→ COSE DA FARE:
**A.** Secondo il brano, perché Fabrizio non smetteva mai di arrovellarsi? Rispondi in una o due frasi.
**B.** Aggiorna il brano riscrivendo la parte che comincia con "Stare accanto a" e va avanti fino a "sembrava più sereno.". Metti "Genova" al posto di "Milano".

→ BRANO FORNITO:
━━━━━━━━━━━━━━━━
Stare accanto a lui non deve essere stato facile.
«Mio padre era un orso grizzly e un orco, nelle canzoni e nella vita. Aveva alti e bassi incredibili, ha passato quindici anni di alcolismo. Quando ha lasciato mia madre (Puny Rignon, ndr), ha abitato per anni all'hotel Cavour di Milano con Dori. Lo vedevo a malapena una volta a settimana, mi ci portava mia nonna. Dagli 11 ai 19 anni mi sono sentito abbandonato, poi mi ha riaccolto e chiesto scusa. Su di lui ha ragione Villaggio».

Nel dire cosa?
«Che poteva morire in una cantina qualsiasi. Le sue fortune sono state mia madre prima e Dori poi. Fabrizio era un maledetto vero, soffriva di continuo, non smetteva mai di arrovellarsi. Suo padre era presidente di Eridania, suo fratello un genio della giurisprudenza: era cresciuto tra numeri uno e aveva il terrore di non essere abbastanza bravo».

Negli ultimi anni sembrava più sereno.
━━━━━━━━━━━━━━━━
→ MATERIALE:
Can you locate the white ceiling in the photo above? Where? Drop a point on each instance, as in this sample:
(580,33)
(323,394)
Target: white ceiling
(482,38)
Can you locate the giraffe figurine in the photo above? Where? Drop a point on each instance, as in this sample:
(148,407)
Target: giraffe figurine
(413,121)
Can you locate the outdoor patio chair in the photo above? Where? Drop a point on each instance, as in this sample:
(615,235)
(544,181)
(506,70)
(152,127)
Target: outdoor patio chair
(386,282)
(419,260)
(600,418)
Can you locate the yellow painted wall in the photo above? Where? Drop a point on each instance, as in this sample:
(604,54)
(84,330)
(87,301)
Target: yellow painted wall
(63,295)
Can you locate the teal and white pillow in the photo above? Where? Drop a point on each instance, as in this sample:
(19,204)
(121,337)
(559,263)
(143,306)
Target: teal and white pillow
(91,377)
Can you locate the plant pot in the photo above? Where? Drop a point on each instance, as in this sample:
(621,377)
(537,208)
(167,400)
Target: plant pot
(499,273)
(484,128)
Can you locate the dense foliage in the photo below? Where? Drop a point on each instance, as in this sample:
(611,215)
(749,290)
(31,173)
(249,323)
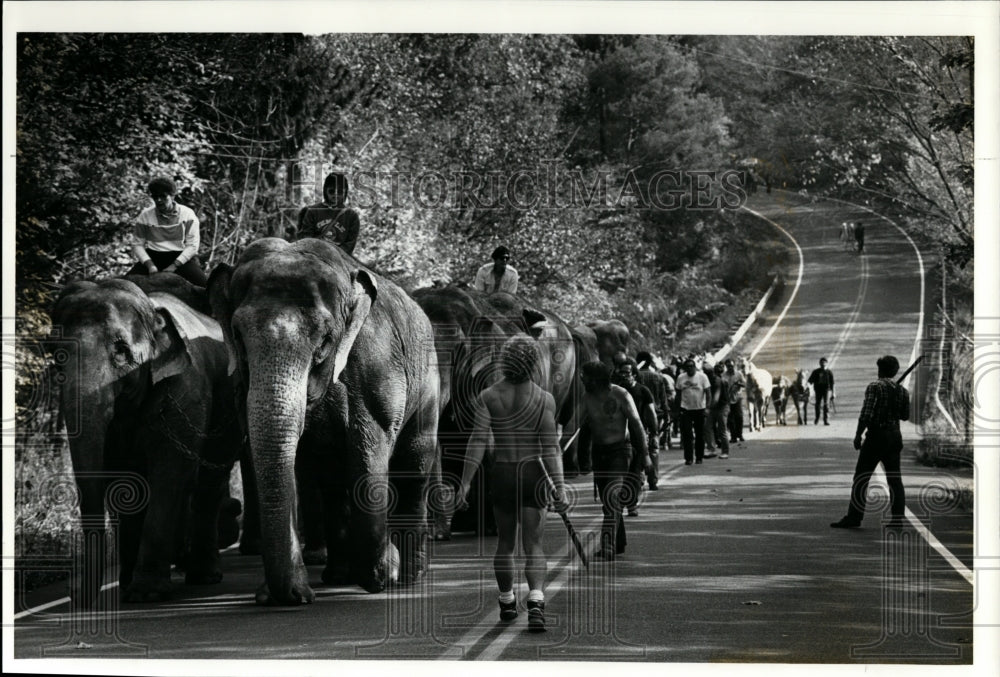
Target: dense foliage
(551,144)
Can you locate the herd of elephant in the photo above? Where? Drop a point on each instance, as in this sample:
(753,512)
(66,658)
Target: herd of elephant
(347,401)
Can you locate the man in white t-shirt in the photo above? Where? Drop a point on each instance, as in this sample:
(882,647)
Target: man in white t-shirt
(166,236)
(693,391)
(497,276)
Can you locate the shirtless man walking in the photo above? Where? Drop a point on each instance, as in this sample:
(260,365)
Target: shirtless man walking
(610,425)
(521,417)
━━━━━━━━━━━━━━━━
→ RISULTATI:
**A.** Era cresciuto tra numeri uno, con un padre presidente di Eridania e un fratello genio della giurisprudenza. Per questo aveva il terrore di non essere abbastanza bravo.

**B.**
Stare accanto a lui non deve essere stato facile.
«Mio padre era un orso grizzly e un orco, nelle canzoni e nella vita. Aveva alti e bassi incredibili, ha passato quindici anni di alcolismo. Quando ha lasciato mia madre (Puny Rignon, ndr), ha abitato per anni all'hotel Cavour di Genova con Dori. Lo vedevo a malapena una volta a settimana, mi ci portava mia nonna. Dagli 11 ai 19 anni mi sono sentito abbandonato, poi mi ha riaccolto e chiesto scusa. Su di lui ha ragione Villaggio».

Nel dire cosa?
«Che poteva morire in una cantina qualsiasi. Le sue fortune sono state mia madre prima e Dori poi. Fabrizio era un maledetto vero, soffriva di continuo, non smetteva mai di arrovellarsi. Suo padre era presidente di Eridania, suo fratello un genio della giurisprudenza: era cresciuto tra numeri uno e aveva il terrore di non essere abbastanza bravo».

Negli ultimi anni sembrava più sereno.